Boundary annotation records

◇ ◇ ◇ ◇

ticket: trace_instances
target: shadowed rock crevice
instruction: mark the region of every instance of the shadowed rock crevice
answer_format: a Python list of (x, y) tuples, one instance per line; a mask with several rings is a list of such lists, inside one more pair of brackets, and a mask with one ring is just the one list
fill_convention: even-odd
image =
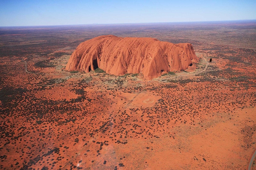
[(88, 73), (99, 68), (116, 75), (141, 73), (148, 80), (169, 71), (185, 70), (198, 60), (188, 43), (103, 35), (81, 43), (71, 55), (66, 70)]

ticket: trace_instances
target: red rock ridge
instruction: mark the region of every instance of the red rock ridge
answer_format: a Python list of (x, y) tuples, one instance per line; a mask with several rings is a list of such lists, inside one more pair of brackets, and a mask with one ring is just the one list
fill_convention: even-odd
[(142, 73), (149, 80), (162, 72), (185, 70), (198, 60), (189, 43), (103, 35), (81, 43), (72, 54), (66, 69), (88, 73), (98, 67), (116, 75)]

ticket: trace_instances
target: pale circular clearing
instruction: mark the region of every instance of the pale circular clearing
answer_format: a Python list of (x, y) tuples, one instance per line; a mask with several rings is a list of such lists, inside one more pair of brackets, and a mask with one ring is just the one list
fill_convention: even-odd
[(153, 107), (160, 98), (152, 94), (142, 92), (133, 99), (132, 104), (137, 107)]
[(153, 99), (148, 99), (143, 100), (143, 102), (145, 103), (152, 103), (154, 102), (154, 100)]

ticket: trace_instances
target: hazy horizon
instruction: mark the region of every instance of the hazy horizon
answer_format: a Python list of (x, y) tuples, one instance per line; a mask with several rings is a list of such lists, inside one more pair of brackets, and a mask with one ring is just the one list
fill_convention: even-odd
[(67, 24), (62, 25), (30, 25), (30, 26), (0, 26), (0, 27), (44, 27), (44, 26), (111, 26), (111, 25), (139, 25), (141, 24), (198, 24), (209, 23), (218, 23), (221, 22), (234, 22), (237, 23), (239, 22), (256, 22), (256, 19), (240, 19), (238, 20), (222, 20), (216, 21), (184, 21), (184, 22), (138, 22), (133, 23), (113, 23), (111, 24), (99, 24), (94, 23), (92, 24)]
[(253, 1), (0, 2), (0, 26), (184, 22), (256, 19)]

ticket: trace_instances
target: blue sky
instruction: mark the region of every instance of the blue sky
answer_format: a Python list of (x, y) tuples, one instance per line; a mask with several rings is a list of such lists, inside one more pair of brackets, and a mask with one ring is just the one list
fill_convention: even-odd
[(255, 19), (255, 0), (0, 0), (0, 26)]

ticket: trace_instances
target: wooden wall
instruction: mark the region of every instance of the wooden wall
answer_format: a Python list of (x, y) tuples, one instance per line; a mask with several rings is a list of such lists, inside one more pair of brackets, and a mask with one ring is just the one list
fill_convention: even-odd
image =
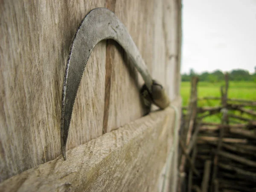
[[(99, 7), (116, 14), (153, 77), (172, 100), (178, 97), (181, 0), (3, 0), (0, 182), (61, 154), (61, 91), (70, 44), (83, 18)], [(96, 45), (79, 90), (67, 149), (140, 118), (143, 83), (116, 42)]]

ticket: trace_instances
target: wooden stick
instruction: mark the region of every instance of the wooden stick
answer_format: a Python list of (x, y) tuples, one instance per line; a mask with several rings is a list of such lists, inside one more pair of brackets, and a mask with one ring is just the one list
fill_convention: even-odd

◇ ◇ ◇ ◇

### BRIEF
Copy the whole of the material above exactly, but not its images.

### FINAL RESULT
ticket: trace_instances
target: shadowed rock crevice
instruction: mark the region of every instance of the shadowed rock crevice
answer_format: a Python list of (x, y) tuples, one instance per line; a mask with several rings is a list of such lists, inside one more pair of brackets, and a mask with one ring is just the one list
fill_convention: even-odd
image =
[(88, 73), (99, 68), (116, 75), (141, 73), (148, 80), (169, 71), (185, 70), (198, 60), (188, 43), (103, 35), (81, 43), (71, 55), (66, 70)]

ticket: trace_instances
target: red rock ridge
instruction: mark the region of every instance of the red rock ridge
answer_format: a Python list of (x, y) tuples, one instance per line; a mask with several rings is a list of such lists, inside one more pair of brackets, and a mask with one ring is just the one list
fill_convention: even-odd
[(142, 73), (149, 80), (162, 72), (185, 70), (198, 60), (189, 43), (103, 35), (81, 43), (72, 54), (66, 69), (88, 73), (98, 67), (116, 75)]

ticket: trace_instances
target: pale circular clearing
instruction: mark the region of every instance of the pale circular clearing
answer_format: a Python list of (x, y) tuples, one instance per line; a mask with several rings is a list of such lists, inside one more pair of brackets, and a mask with one ring is just the one list
fill_convention: even-odd
[(153, 107), (160, 98), (152, 94), (142, 92), (133, 99), (132, 104), (137, 107)]
[(153, 99), (148, 99), (143, 100), (143, 102), (145, 103), (152, 103), (154, 102), (154, 100)]

ticket: trace_instances
target: hazy horizon
instruction: mark the region of every instance of the hazy horizon
answer_format: a Python list of (x, y) tuples, one instance per line; a mask with several rings is a list of such lists, inside one more pair of brackets, and a mask with one ring is just the one list
fill_convention: even-odd
[(67, 24), (62, 25), (30, 25), (30, 26), (0, 26), (0, 27), (44, 27), (44, 26), (111, 26), (111, 25), (139, 25), (141, 24), (198, 24), (209, 23), (218, 23), (221, 22), (234, 22), (237, 23), (239, 22), (256, 22), (256, 19), (240, 19), (238, 20), (222, 20), (216, 21), (184, 21), (184, 22), (138, 22), (133, 23), (113, 23), (111, 24), (99, 24), (94, 23), (92, 24)]
[(253, 1), (0, 2), (0, 26), (184, 22), (256, 19)]

ticket: trace_instances
target: blue sky
instruction: mark the region of every instance of the blue sky
answer_format: a Python list of (x, y) tuples, one instance per line; a mask with several rings is a list of such lists, inside one more pair of brackets, and a mask with one ring is just the one list
fill_convention: even-odd
[(255, 19), (255, 0), (0, 0), (0, 26)]

ticket: trace_instances
target: wooden wall
instruction: mark the region of every instance of the wooden wall
answer_format: a Python list of (x, y) tuples, one instance per line; a mask with several rings is a list of such lists, inside one more pair of brackets, and a mask with one ring is just the one list
fill_convention: even-odd
image =
[[(99, 7), (116, 14), (153, 77), (172, 100), (178, 97), (181, 0), (3, 0), (0, 182), (61, 154), (61, 91), (70, 44), (83, 18)], [(96, 45), (79, 90), (67, 149), (140, 118), (143, 83), (116, 42)]]

ticket: trace_instances
target: wooden stick
instruction: mark the region of every instance of the wooden stick
answer_format: a Python list of (x, y) tuples, one instance per line; a mask with several rings is a list of such lists, inside one more pair of brackets, and a mask with one ring is just the one list
fill_convention: even-odd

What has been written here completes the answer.